What to do: Continue the text on early nurturing and deprivation in Core Energetics therapy, starting after its last sentence.

Text shown:
How Psychotherapists Can Help
What can practitioners of Core Energetics do to best assist clients? What can you as a client tell your therapist to help you? Therapists; please ask clients if they were breastfed in your intake paperwork and interview. If they answer yes, ask: how long were you breastfed? Please don’t forget to put that information into your mind and heart when creating strategy to assist the healing process of your clients.

The dilemma of deprivation takes a particularly kind, gentle, grounded and clear intervention. These are issues that must be dealt within the bodymind as they reach into the cellular memory. Sadness and rage must be felt and released from the bodymind. The therapist must have the ability to nurture unconditionally and teach the client to eventually stand on his or her own two feet in order to compassionately take care of the infant and toddler within.

But what if you weren’t breastfed or held and have transference with your client about his or her early needs? Perhaps you want to touch a client to get your touch needs met, or can’t tolerate feeling your client’s needs. You may avoid the entire issue of early deprivation or keep your client at arms’ length so you won’t feel your own pain. This is a huge issue for practitioners and is a challenging problem if not addressed in oneself. You can not fake clear, grounded unconditional care for your client. If you suspect any of these issues are yours, get some help. Go back into therapy and talk to your supervisor about what is happening right away.

Clients, Be Alert to Your Early History
Please be sure to tell your therapist about your earliest infant nurturing experience. Think about these questions for yourself and your own understanding: Were you breastfed? How long? Who took care of you the first year of your life?  Was your mother at home or working? From what you know about your mother now, do you think she held and carried you? Did you sleep in her or your parent’s bed? Have skin to skin contact? Does/did your mother like her own body? Is your mother comfortable with her body? Were your parents physically demonstrative of love and affection?

Input data:
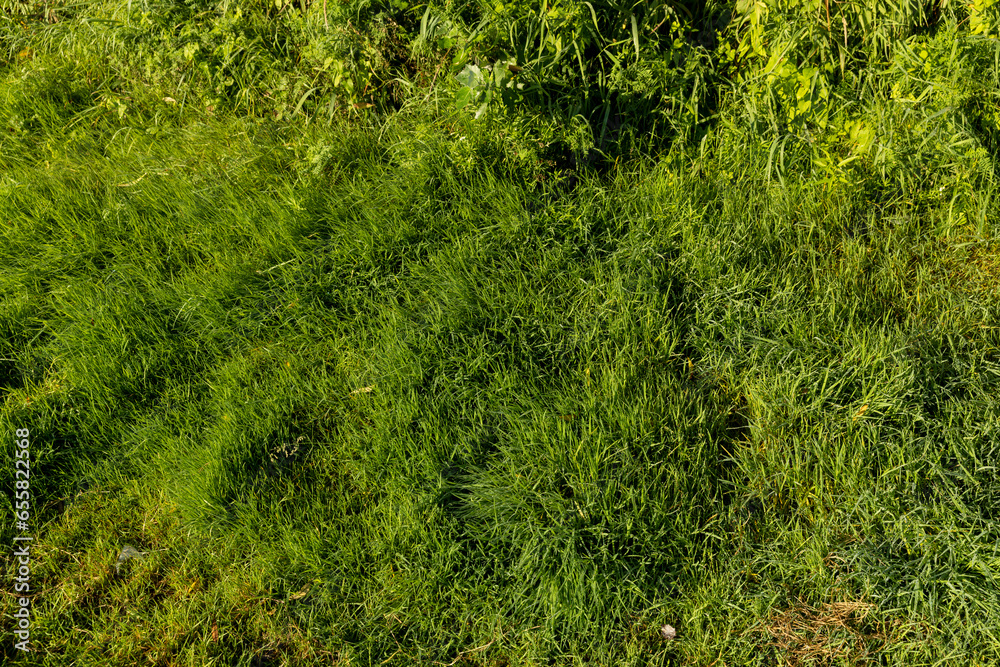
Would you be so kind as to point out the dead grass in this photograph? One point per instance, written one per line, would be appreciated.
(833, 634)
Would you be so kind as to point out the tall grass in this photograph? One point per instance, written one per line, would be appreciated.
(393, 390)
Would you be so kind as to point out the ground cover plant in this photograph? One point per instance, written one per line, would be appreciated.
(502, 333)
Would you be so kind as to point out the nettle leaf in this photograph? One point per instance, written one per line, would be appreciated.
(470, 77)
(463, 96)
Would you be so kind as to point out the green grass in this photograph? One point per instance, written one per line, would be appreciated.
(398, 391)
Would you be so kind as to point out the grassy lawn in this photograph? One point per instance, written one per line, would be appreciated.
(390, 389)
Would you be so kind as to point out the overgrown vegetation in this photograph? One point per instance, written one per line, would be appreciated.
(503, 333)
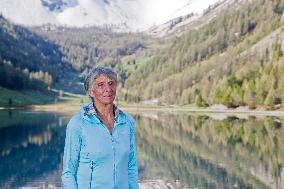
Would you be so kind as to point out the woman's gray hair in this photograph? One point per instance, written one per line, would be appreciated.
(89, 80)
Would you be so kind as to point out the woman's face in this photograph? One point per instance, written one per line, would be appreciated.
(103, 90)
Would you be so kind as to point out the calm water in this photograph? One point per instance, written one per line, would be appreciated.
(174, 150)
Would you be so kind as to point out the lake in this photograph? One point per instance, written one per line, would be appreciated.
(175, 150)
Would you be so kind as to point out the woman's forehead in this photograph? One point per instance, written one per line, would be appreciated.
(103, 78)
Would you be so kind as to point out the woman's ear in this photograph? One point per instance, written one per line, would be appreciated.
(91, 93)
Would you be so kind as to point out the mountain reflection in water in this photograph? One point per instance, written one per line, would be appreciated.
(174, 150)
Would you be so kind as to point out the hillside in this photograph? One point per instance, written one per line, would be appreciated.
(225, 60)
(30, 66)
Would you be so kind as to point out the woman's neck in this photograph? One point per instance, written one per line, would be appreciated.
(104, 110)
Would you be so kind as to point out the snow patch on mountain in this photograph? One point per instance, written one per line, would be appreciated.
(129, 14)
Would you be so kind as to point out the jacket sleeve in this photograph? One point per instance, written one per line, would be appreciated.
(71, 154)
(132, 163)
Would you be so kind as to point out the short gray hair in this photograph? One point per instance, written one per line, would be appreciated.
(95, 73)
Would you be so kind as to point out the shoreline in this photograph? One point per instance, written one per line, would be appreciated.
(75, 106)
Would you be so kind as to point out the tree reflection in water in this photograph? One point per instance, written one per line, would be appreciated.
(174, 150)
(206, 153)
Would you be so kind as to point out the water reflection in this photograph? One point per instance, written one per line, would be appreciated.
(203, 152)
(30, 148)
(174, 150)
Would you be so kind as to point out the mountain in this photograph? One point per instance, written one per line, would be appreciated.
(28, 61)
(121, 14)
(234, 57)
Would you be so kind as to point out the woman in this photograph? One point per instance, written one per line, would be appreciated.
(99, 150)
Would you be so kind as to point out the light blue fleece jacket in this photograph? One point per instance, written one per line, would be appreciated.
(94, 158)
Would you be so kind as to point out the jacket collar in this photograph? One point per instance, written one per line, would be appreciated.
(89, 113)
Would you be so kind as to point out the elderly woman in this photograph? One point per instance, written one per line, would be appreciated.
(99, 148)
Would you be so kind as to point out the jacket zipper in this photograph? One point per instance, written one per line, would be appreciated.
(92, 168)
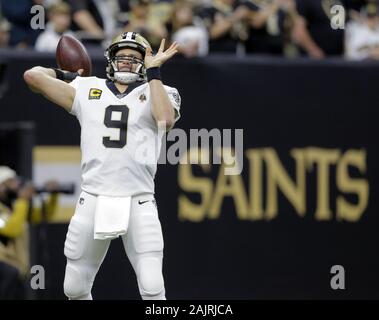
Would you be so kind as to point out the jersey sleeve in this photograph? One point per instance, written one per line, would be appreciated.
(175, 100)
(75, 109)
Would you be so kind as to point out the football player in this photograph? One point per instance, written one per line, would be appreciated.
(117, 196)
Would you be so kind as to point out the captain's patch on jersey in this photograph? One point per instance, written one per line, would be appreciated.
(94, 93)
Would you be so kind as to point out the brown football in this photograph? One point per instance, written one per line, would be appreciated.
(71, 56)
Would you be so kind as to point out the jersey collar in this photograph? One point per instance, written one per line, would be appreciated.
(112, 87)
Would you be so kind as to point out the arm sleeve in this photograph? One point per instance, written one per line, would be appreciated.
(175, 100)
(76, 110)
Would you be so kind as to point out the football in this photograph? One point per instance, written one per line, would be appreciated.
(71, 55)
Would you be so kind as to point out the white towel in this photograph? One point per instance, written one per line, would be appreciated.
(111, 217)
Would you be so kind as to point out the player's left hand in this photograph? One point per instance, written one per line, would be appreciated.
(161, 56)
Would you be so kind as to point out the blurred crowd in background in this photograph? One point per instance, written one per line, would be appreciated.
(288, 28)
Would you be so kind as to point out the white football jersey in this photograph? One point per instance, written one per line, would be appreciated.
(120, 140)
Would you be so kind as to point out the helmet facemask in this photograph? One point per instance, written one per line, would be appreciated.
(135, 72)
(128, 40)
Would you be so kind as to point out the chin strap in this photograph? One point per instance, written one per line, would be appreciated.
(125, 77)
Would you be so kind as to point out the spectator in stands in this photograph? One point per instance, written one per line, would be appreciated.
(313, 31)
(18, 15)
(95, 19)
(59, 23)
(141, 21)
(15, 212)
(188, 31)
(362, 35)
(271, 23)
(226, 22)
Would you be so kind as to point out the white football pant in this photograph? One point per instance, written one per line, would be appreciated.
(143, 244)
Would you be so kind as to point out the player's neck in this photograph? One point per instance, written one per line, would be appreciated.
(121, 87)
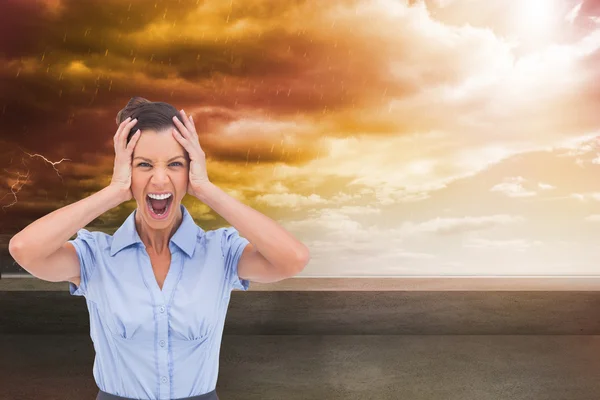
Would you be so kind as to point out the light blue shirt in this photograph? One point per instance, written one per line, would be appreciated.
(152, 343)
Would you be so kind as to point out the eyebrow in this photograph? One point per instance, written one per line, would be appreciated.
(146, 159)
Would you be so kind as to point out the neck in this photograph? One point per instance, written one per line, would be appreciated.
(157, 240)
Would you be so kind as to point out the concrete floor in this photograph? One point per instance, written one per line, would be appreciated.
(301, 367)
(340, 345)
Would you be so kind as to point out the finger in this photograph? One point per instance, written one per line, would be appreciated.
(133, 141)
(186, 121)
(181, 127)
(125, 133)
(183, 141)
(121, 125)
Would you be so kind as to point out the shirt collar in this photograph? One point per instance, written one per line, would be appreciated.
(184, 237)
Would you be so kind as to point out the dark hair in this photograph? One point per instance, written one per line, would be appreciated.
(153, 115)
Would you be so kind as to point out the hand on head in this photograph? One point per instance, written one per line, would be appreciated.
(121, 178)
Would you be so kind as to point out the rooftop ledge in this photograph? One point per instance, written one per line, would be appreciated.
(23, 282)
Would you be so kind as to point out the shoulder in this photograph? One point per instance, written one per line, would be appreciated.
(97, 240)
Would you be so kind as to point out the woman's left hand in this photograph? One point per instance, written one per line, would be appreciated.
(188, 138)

--

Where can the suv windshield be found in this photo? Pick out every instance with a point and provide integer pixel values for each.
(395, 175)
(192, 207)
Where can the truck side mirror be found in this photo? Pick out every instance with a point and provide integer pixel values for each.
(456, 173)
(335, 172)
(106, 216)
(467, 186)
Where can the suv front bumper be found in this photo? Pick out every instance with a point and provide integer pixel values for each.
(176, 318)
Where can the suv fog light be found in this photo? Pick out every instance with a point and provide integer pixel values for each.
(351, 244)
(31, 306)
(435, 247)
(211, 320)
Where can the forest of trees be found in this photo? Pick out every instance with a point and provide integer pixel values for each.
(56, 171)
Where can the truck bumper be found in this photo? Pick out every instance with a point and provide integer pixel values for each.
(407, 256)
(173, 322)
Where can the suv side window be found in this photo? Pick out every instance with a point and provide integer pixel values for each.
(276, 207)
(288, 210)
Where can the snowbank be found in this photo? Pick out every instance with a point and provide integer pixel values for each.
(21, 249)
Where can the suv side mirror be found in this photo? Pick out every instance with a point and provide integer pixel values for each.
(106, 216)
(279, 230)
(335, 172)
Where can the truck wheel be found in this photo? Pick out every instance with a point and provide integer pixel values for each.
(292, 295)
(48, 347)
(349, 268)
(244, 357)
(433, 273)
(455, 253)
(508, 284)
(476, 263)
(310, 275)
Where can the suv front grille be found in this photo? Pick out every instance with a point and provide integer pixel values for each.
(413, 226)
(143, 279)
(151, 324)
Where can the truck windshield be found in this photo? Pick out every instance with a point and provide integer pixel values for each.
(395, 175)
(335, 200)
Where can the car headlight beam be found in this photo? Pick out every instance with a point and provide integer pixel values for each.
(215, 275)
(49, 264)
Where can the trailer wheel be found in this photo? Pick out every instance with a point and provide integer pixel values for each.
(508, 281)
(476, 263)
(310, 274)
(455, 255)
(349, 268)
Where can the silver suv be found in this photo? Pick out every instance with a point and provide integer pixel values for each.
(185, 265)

Response box:
Core Energetics Therapists
Core Energetics Therapists are taught to pay attention to body typology and what the body of the client tells about his/her history. Lack of breastfeeding and early bonding shows up in the body. Almost always, the client has clear body signs of lack of intimate nurturing, lack of being held close to the chest of the mother or care giver.  Some of these physical signs are a thin collapsed physical structure, eyes alive but seductively needy, and weak legs. Sometimes a rigid body and attitude cover up the neediness underneath. People figuratively and sometimes literally, have difficulty standing up for themselves because of not having enough energy = nurturing as infants to create that strength.

Some of the issues that lack of nurturing create are what Core Energetics calls character type, and one type is the deprived person who has fear of being abandoned, lacks trust of another, is disconnected from his or her real needs, refuses to ask for what they want, is co-dependent, has feelings of weakness, can be very demanding, acts aloof, and may be terrified of the very thing he/she longs for — intimacy.

Skillful seasoned therapists work with these basic issues and what they create in the client’s life in adult years.

Core Energetics Heals
Core Energetics works physically and energetically with the lack of breastfeeding, lack of physical nurturing issue. Techniques are taught to students of Core Energetics within the Core Energetics Institute South Training Program that create therapists who are experienced and competent to work with this and other deep psychophysical issues. Students of The Core Energetics Evolutionary Process first must deal with their own feelings, blocks and character defenses in their bodyminds. Core Energetics Therapists work on themselves before they work on others.